### YOUR TASK
Return exactly the lines that run from the one with "If you could mark the woven" to the last line of the entries below, both included, and nothing else.

──────── EXTRACTED MATERIAL ────────

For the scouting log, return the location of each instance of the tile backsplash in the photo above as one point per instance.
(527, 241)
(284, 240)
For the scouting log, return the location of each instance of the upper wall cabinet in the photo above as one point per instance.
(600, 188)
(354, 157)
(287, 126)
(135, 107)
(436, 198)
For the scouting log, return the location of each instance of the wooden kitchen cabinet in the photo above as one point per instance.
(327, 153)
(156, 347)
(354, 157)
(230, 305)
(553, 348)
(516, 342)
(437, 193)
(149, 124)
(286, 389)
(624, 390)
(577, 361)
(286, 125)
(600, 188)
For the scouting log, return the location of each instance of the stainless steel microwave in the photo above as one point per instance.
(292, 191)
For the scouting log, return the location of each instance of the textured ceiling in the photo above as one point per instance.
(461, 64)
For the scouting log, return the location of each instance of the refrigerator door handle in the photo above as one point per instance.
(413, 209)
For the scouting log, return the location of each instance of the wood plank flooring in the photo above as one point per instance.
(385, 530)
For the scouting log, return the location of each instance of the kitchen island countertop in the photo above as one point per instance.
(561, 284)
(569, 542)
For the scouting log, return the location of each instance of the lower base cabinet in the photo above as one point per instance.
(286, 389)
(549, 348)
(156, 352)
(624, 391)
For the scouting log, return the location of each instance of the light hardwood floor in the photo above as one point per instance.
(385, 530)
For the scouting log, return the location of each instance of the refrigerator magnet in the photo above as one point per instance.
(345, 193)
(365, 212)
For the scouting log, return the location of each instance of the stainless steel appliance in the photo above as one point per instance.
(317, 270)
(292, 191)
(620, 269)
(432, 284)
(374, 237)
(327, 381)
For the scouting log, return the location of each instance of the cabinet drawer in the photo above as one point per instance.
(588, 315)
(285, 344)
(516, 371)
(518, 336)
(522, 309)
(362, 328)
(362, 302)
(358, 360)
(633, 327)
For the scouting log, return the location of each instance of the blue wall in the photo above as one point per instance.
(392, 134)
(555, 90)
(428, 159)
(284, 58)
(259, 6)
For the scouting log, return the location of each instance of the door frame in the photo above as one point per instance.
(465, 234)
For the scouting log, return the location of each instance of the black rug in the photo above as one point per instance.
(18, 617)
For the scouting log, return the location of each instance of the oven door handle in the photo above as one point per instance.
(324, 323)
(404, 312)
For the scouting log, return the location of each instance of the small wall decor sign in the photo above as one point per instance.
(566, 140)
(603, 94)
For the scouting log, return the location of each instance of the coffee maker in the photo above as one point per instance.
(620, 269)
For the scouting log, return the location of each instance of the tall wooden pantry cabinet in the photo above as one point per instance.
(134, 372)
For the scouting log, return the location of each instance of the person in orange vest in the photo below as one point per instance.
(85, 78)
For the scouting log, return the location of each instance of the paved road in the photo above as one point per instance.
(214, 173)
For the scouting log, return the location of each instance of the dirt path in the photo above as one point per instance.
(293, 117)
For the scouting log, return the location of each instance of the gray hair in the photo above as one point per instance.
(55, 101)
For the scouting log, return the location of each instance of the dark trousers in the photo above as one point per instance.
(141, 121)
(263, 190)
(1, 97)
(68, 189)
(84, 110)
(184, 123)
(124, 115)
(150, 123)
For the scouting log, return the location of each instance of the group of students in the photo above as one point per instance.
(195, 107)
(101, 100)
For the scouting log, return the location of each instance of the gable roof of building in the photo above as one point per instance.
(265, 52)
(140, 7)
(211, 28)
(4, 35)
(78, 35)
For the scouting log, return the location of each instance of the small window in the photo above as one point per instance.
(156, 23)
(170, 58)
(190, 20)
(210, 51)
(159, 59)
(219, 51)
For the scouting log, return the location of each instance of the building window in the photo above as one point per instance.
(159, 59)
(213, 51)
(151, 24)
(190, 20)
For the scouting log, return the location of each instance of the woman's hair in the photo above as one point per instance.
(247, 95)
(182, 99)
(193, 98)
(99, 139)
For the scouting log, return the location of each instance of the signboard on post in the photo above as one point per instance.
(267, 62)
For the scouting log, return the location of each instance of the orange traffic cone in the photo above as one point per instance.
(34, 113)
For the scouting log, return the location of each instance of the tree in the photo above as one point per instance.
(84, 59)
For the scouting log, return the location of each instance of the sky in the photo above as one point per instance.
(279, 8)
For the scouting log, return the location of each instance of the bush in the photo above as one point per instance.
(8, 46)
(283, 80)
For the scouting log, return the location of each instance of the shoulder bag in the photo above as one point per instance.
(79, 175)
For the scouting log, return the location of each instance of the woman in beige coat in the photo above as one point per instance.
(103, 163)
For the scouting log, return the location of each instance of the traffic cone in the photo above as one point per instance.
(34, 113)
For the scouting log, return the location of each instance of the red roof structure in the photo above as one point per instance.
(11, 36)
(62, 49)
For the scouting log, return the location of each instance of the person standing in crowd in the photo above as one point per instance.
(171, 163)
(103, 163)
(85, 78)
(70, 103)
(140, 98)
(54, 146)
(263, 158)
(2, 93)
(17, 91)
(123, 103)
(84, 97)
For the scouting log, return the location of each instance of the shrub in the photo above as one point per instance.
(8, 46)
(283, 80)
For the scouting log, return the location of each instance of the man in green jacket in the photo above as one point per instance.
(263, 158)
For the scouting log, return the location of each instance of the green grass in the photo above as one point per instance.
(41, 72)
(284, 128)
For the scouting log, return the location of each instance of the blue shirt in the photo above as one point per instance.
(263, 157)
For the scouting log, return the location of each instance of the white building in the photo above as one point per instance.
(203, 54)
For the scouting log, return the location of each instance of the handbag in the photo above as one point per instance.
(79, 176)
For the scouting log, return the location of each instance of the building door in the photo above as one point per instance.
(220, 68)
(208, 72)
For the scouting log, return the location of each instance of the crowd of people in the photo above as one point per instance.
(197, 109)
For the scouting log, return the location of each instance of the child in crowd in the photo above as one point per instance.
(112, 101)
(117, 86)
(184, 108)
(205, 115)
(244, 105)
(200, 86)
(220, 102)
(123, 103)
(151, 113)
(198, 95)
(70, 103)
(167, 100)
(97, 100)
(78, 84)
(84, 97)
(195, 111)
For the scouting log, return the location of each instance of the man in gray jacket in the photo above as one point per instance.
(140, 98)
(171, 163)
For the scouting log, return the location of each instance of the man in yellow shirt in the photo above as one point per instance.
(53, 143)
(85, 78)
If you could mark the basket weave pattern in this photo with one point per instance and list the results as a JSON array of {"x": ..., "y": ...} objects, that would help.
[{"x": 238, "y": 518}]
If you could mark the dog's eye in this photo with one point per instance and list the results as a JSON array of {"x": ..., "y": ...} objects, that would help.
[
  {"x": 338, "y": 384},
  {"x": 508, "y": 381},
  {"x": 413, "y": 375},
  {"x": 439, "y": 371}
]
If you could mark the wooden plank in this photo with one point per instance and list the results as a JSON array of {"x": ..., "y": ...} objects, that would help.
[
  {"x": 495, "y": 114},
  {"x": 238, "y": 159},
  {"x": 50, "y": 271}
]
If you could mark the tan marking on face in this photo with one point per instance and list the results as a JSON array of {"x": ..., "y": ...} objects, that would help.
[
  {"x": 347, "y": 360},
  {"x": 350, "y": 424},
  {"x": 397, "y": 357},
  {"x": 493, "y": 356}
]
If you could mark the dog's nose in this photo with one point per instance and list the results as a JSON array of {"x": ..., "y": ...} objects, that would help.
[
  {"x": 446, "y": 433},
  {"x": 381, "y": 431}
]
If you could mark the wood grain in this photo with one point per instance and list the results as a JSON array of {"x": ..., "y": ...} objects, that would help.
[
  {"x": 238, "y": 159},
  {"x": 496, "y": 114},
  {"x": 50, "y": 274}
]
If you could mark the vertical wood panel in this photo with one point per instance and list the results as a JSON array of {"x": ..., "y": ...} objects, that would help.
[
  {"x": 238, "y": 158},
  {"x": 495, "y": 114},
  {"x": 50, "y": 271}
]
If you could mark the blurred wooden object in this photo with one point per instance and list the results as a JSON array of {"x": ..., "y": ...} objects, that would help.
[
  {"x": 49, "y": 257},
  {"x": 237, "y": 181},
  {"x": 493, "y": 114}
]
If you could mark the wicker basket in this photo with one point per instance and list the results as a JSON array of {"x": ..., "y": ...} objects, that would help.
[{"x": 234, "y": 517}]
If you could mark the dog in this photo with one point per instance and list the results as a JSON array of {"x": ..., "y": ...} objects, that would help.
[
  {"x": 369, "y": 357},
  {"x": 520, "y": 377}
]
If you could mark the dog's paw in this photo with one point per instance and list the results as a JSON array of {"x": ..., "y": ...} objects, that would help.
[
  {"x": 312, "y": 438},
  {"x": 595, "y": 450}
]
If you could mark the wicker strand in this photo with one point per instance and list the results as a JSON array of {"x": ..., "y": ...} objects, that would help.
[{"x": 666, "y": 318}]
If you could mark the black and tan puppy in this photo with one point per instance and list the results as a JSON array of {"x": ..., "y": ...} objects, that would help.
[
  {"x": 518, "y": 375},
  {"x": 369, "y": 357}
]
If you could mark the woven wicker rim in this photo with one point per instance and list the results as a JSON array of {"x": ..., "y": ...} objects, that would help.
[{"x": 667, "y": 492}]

────────

### YOUR RESPONSE
If you could mark the woven wicker rim in this photo with one point per instance and list the results as a JSON array of {"x": ..., "y": ...} objects, that would help.
[{"x": 667, "y": 492}]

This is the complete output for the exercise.